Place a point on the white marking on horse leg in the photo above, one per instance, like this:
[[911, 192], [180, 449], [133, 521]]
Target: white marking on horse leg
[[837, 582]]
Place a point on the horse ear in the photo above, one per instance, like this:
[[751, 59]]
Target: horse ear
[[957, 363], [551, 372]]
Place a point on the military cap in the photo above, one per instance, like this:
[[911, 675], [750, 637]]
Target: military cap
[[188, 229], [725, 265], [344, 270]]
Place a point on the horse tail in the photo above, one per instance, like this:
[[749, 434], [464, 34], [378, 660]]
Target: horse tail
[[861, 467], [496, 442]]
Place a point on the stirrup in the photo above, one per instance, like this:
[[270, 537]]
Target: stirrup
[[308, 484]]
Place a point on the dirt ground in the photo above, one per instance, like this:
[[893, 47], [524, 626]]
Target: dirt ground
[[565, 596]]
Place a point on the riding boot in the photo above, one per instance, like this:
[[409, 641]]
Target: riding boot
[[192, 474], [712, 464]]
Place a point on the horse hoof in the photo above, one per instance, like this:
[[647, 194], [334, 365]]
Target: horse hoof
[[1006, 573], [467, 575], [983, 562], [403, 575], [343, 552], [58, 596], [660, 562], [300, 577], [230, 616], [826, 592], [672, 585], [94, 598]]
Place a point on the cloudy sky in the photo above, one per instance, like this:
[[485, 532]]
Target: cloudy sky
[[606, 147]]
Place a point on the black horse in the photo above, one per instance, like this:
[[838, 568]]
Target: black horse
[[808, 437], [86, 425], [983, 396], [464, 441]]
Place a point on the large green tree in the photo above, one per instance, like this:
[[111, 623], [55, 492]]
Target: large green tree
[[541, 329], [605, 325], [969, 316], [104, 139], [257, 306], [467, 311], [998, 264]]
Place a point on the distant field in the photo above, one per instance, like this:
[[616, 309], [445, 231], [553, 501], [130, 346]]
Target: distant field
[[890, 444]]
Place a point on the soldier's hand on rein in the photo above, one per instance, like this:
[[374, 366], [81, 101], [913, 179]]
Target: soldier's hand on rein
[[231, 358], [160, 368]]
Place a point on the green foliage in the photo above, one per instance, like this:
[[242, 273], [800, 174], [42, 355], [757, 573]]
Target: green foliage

What to produce: Render the lines of the rows above as a numbered list, running from the line containing "Place a point on the cloudy" through the line containing "[[231, 358], [160, 368]]", both included. Skip any blank lines.

Final result:
1. Place a point on the cloudy sky in the photo above, one per instance, like this:
2. [[485, 532]]
3. Target: cloudy sky
4. [[606, 147]]
5. Place a point on the black horse in the photo above, one per instance, like this:
6. [[838, 568]]
7. Target: black horse
8. [[808, 437], [86, 425], [983, 396], [464, 441]]
9. Place a point on the large green tree in the photo above, one per instance, like this:
10. [[111, 623], [55, 492]]
11. Target: large green tree
12. [[541, 329], [605, 325], [969, 316], [104, 139], [257, 306], [467, 311], [998, 264]]
13. Place a point on the distant field in the photo above, one per instance, like this:
14. [[616, 309], [445, 231], [553, 501], [130, 346]]
15. Target: distant field
16. [[890, 444]]
17. Place a point on the soldier's hand on rein in the photo above, one per instance, like this:
18. [[374, 366], [81, 101], [913, 179]]
19. Target: soldier's hand on rein
20. [[231, 358], [160, 368]]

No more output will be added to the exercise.